= Exercise =
Each line that contains the word "crest" is to be copied from the records below.
START Given data
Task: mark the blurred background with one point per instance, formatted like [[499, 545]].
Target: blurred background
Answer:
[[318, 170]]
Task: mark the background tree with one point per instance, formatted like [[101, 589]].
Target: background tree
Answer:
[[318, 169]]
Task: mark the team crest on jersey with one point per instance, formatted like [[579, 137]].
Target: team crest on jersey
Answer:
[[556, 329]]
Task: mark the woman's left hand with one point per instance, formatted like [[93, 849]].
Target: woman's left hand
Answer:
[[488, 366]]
END Given data
START Given data
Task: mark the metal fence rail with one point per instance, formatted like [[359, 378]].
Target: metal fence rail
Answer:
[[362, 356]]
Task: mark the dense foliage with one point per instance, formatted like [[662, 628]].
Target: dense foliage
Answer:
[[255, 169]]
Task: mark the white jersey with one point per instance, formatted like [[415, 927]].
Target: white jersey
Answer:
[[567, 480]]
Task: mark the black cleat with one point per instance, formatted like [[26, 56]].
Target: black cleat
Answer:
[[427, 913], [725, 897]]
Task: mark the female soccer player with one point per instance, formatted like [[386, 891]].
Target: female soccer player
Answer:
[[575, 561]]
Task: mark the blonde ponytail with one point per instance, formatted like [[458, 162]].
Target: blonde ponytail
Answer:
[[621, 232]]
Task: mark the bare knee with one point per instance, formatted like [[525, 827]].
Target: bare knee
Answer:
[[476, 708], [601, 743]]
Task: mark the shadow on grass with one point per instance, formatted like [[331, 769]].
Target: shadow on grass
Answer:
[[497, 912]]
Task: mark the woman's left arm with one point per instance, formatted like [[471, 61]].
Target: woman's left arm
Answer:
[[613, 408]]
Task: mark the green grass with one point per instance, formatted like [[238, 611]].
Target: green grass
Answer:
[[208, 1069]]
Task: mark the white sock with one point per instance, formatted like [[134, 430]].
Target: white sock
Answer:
END Given data
START Given data
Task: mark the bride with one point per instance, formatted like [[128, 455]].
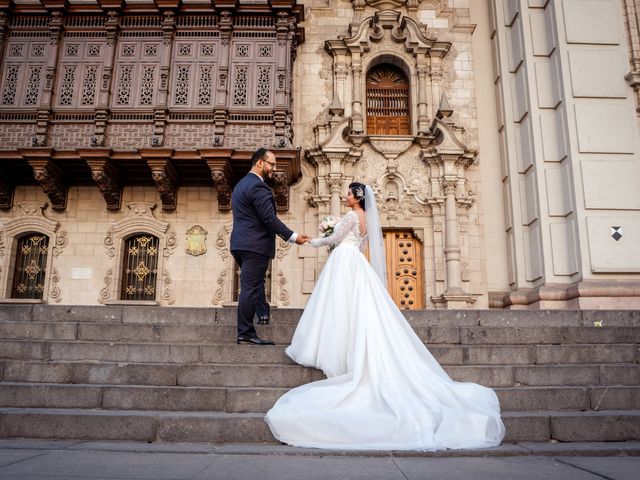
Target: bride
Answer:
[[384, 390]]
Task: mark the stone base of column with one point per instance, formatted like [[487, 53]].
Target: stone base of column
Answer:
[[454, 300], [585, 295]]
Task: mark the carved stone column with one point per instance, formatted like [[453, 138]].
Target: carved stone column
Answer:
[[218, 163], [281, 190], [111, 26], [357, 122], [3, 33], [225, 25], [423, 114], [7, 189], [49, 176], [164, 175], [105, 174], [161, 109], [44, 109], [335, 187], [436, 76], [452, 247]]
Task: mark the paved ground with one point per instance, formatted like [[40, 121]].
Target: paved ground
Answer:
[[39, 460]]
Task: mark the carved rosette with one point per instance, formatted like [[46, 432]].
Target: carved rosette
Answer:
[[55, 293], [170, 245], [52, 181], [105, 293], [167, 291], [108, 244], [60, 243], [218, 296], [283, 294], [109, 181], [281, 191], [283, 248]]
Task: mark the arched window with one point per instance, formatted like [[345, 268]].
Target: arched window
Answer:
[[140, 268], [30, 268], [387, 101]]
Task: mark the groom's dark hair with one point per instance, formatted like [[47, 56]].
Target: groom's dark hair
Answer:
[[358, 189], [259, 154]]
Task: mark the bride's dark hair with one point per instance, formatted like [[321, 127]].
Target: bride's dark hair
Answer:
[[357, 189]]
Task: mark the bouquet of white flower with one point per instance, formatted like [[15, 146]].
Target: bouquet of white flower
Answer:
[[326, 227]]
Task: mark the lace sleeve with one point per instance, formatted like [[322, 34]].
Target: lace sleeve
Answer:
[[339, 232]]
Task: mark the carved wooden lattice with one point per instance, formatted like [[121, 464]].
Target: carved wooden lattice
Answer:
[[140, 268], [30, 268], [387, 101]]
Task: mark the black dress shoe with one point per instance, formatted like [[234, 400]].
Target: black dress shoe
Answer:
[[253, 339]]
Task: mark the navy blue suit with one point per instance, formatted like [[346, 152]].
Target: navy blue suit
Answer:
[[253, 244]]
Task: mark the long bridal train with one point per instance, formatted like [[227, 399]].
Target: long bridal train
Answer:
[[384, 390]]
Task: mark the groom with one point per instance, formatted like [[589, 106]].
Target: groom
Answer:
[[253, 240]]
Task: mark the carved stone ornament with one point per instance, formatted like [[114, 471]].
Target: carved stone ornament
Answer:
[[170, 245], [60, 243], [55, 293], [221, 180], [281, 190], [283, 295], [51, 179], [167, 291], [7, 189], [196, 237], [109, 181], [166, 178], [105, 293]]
END Given data
= Task solution =
Task: mark the team crest on jersey with one point per instance, formatted like [[579, 137]].
Target: team crest on jersey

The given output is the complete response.